• [PROVIDED PASSAGE]:

The Goldsmiths-shortlisted author of Never Was on transness as “a tussle with history”.

By Ellys Woodhouse

Never Was (Cipher Press) is the second novel by H Gareth Gavin. The author was born in Birmingham, but now lives in Manchester, where he works at Manchester University’s Centre for New Writing and teaches a course on trans theory. Never Was has been nominated for the 2023 Goldsmiths Prize.

In the novel, Daniel emerges from an afterparty that refuses to dwindle, and finds Fin sat on the clifftops. Daniel seems to know Fin, and thinks Fin is famous or something – though things have blurred since that last line of ketamine. All that seems certain is that Daniel must tell Fin a story. In hazy and semi-lucid recollections, Daniel describes a childhood of McDonalds and plural George Michaels, a salt-miner father and an unwelcome arrival to their lopsided house. Their conversation takes place in the Never Was – a land formed of disappointments and dreams that never came to be – and as Daniel comes to understand why they are there, the novel’s form disintegrates, and their story retreats to margins and footnotes. In this fracturing fantasy party land, a past life in a post-industrial Northern town and the spaces between, truth seems to collapse – and Gavin asks what can emerge from the rubble.

• [DATASET SECTION]:

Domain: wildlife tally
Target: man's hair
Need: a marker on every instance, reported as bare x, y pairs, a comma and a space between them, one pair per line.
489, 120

• [YOUR TASK]:
According to the article on Never Was, which prize has the novel been nominated for? The lines stand apart from the article on Never Was and are separate material.

• [RESULT BELOW]:
The 2023 Goldsmiths Prize.